Brave et battante, elle était aussi un leader. Il suffisait de la voir réussir à faire pencher les débats à l’Assemblée dans un sens ou dans l’autre. En période de campagne électorale ou à l’occasion des bains de foule, son leadership était manifeste. C’est peu dire qu’elle faisait vibrer les femmes dont elle fut pendant longtemps le porte-étendard. Elle aura réussi à prouver que la place de la femme est aussi en politique et qu’il suffit de le vouloir pour s’imposer.
Choquée au départ par cette intrusion dans la vie publique, l’opinion a appris à la connaître, à l’accepter et à l’admirer. En dépit de ses frasques, elle a toujours su inspirer du respect et de l’admiration.
Une tacticienne
En 2019, après 24 années consécutives passées au parlement, Rosine Soglo a pris sa retraite et s’est retranchée à son domicile sis au quartier « Les cocotiers ». Indubitablement, elle a marqué d’une empreinte indélébile son long passage au palais des gouverneurs à Porto-Novo. Elle savait user des avantages que lui conféraient les circonstances du moment pour engranger des victoires politiques. En avril 2003, la 4ème législature prenait son envol. Aux premières loges, Rosine Soglo, doyenne d’âge chargée de conduire l’élection du nouveau bureau de l’Assemblée nationale. Au moyen de multiples suspensions et de reports de séance, elle a bloqué le processus électoral en exigeant au moins un poste pour son parti tombé en minorité. En dépit des pressions, elle est restée intransigeante. Il a fallu une décision de la Cour constitutionnelle un mois plus tard pour débloquer la situation. En mai 2015, lors de l’installation de la 7ème législature, la coalition qui a porté Adrien Houngbédji au perchoir pour la 3ème fois à une voix près, a réussi son coup grâce à Rosine Soglo qui dirigeait les travaux. Pourtant, en ce temps-là, elle était déjà malade et aveugle.

(Entrées sources)
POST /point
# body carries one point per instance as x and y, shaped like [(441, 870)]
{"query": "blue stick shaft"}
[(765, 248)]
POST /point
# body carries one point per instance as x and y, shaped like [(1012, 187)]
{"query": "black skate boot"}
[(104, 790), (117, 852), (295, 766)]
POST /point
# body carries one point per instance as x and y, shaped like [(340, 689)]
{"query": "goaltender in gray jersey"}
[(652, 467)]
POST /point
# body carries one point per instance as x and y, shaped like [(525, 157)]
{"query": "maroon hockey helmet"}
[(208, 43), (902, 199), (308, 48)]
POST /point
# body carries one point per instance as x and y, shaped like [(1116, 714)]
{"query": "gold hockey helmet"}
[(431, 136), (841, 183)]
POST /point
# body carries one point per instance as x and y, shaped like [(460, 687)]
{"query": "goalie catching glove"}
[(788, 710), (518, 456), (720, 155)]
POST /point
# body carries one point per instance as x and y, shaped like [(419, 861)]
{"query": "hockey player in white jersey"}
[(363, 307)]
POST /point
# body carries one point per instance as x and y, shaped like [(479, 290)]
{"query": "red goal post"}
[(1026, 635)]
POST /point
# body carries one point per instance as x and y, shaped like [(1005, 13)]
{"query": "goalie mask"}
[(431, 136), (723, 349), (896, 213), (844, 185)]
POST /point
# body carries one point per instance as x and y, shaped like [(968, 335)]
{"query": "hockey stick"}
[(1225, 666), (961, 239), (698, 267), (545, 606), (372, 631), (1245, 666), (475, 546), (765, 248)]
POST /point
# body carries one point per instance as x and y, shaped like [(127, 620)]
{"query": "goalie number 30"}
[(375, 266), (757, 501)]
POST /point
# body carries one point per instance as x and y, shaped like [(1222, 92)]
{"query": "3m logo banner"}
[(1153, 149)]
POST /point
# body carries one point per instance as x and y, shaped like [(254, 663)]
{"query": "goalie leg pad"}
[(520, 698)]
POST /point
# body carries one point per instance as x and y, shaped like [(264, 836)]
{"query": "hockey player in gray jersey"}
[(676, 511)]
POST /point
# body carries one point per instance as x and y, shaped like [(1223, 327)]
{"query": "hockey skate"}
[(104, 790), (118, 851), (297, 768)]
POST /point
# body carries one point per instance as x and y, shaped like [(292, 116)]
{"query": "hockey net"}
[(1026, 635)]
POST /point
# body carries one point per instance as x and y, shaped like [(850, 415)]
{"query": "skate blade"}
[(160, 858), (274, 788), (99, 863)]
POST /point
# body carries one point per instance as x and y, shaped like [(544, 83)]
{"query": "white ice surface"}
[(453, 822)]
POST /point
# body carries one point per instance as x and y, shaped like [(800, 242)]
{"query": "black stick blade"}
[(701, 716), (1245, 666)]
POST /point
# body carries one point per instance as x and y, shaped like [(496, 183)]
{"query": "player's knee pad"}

▸ **Objectif visé**: Reprenez, s'il vous plaît, le texte sur Rosine Soglo et écrivez-en la suite après sa dernière phrase.

▸ **Cadre de réponse**:
Une mère poule
Seule femme de la famille au milieu de trois hommes (son mari et ses deux fils), Rosine Soglo a veillé sur eux jusqu’au bout. Quiconque osait s’attaquer à l’un d’entre eux la trouvait sur son chemin. Cette femme de poigne, unique et irremplaçable fut un soutien fidèle pour les siens. Hélas, à l’heure du dernier soupir, elle n’a pu bénéficier de leur présence réconfortante. Hospitalisée ces derniers jours suite à des soucis cardiaques, elle a demandé à rejoindre son domicile dans la matinée d’hier. Elle s’est éteinte dans l’après-midi loin de son mari parti à l’étranger pour suivre des soins médicaux et de son fils aîné, Léhady en situation d’exil. Seule consolation, son second fils Galiou eut l’honneur et l’éprouvante charge de conduire sa dépouille à la morgue.